## begin INPUT DATA

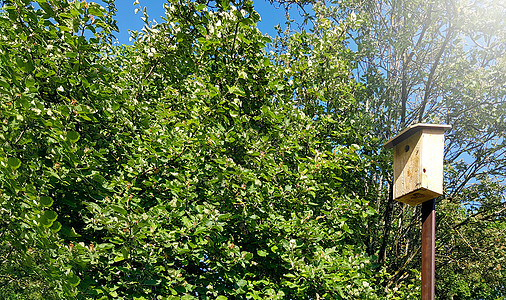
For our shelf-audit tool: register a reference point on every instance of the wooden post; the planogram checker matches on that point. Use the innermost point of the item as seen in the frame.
(428, 249)
(418, 179)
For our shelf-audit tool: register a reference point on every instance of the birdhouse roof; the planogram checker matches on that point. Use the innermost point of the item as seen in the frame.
(412, 129)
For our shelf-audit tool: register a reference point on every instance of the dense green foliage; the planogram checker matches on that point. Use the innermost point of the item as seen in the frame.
(195, 164)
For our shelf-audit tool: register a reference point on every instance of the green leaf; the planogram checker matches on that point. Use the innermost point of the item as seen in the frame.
(14, 162)
(242, 283)
(46, 201)
(73, 280)
(73, 136)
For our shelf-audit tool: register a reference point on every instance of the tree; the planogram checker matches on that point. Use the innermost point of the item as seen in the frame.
(177, 167)
(411, 57)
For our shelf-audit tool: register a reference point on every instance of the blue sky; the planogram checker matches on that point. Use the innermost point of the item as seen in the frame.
(127, 19)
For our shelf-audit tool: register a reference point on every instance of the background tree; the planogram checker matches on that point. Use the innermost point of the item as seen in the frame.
(439, 62)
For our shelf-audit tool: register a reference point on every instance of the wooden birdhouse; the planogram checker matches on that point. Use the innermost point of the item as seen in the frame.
(418, 162)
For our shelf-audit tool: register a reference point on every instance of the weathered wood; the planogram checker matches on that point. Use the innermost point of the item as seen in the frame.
(418, 163)
(428, 249)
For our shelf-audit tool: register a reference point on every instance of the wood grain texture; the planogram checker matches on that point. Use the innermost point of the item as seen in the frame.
(418, 167)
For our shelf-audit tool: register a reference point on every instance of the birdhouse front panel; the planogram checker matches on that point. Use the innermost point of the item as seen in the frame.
(418, 163)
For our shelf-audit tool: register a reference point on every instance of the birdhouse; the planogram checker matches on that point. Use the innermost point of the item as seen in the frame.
(418, 162)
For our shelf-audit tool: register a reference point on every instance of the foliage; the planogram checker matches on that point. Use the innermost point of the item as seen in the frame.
(195, 164)
(426, 61)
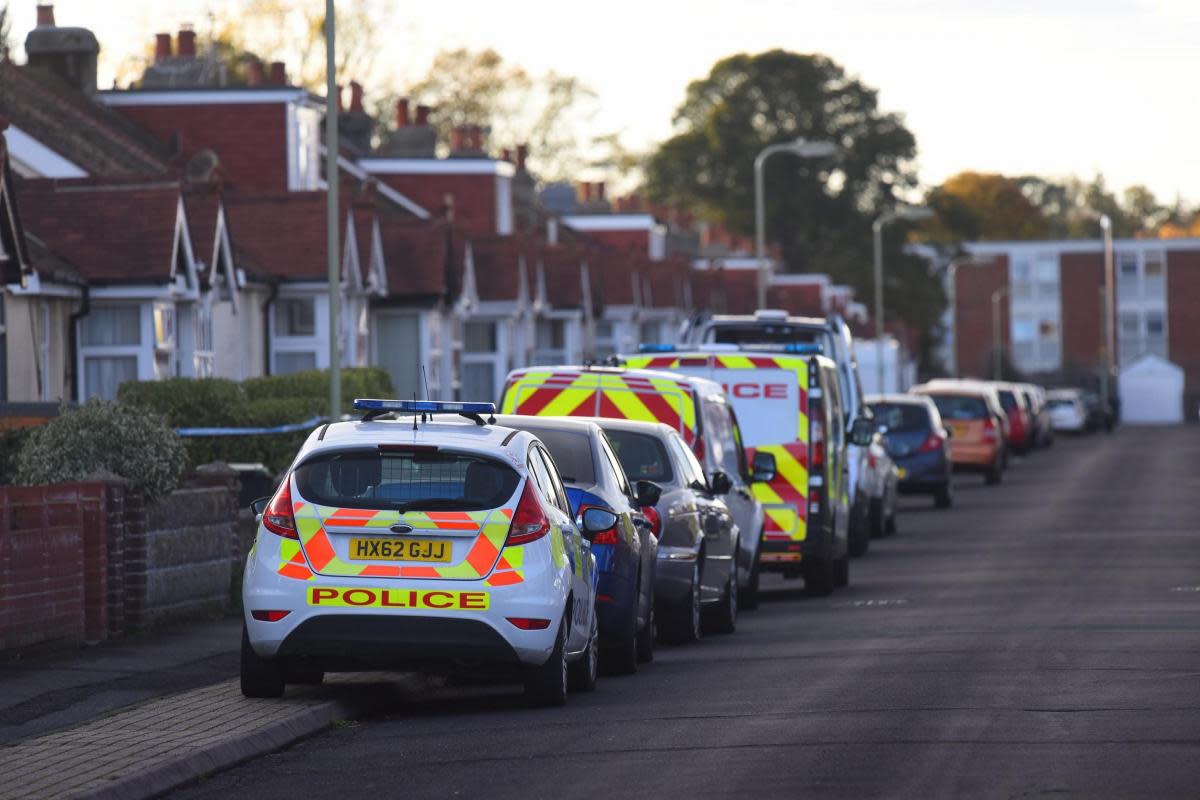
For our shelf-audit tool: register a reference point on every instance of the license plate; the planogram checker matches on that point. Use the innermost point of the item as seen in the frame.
(399, 549)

## end INPUT DATA

Your task is to retype all the entries exactly and leave out any pictures.

## [SOLUTION TO THIS PROBLEM]
For our shelf-audit tool: register a reference point on every instance of the wooden post; the planogram checker matches on that point. Use the innermost point of the item as seen in the frame.
(428, 249)
(418, 179)
For our shelf-audit tool: register a reference point on every instance of the birdhouse roof; the planogram checker matches on that point. Use the innermost point of the item as seen in the frame.
(412, 129)
For our shelf-audit tool: register a reference point on every instance of the dense green foliage; the planogram checker matches on that point. Use the innermost point of the item as seen in the frame.
(195, 164)
For our shelf-audit tool: register a reference point on every instance of the green leaf; the planogram checker matches on that point. Use the innermost point of the item as seen in the frame.
(14, 162)
(242, 283)
(46, 201)
(73, 280)
(73, 136)
For our shelf-audit tool: register a reference point on every instance of the tree; the planogram checker matches on that point. Use the innermost point of the item as seen in the frame.
(177, 167)
(411, 57)
For our shelf-audit tool: register a reference point on every instance of the blue sky; the planogram checker matches on that point. Use the innermost point of the item as seen in the frame.
(127, 19)
For our shelf-audit tool: register a reference point on every instance of the background tree; the planogram checker matches on that point. Use the innermost point of the item as seen in the frame.
(439, 62)
For our shelf-audit tool: register a reference point on every instance of the wooden birdhouse; the planogram checker matches on that point. Use the innermost point of the item as seen in the frame.
(418, 162)
For our shelf-audit tool: register a reference point on every instance of the weathered wood; the planogram checker matches on that point. Use the innermost point of the item as seen in the frame.
(418, 163)
(428, 249)
For our shelf-audit tool: register a reference point on every instance of the wood grain texture; the planogram checker matches on that point. Use the innermost point of the item as seen in the frame.
(418, 167)
For our shelf-audit tool: register a reference point on every instance of the birdhouse front panel; the planogram checker matches on that point. Use the innermost point of the item as seen in the frame.
(418, 163)
For our shelf-audit tool: register a reference point on every instance of the birdhouse; the planogram checker matches on that point. Use the innermost point of the item as seen in the frame.
(418, 162)
For our shelf-audit tool: register a reference point on every instance of the foliage; the planogram checker matches on that point. Use the innermost point of the item as seen in the frame.
(195, 164)
(426, 61)
For our shelf-audit tool: register a reference point on every instance of the license plate; the planogram checker matches on that point. Use the innermost point of the item as seen in the frame.
(399, 549)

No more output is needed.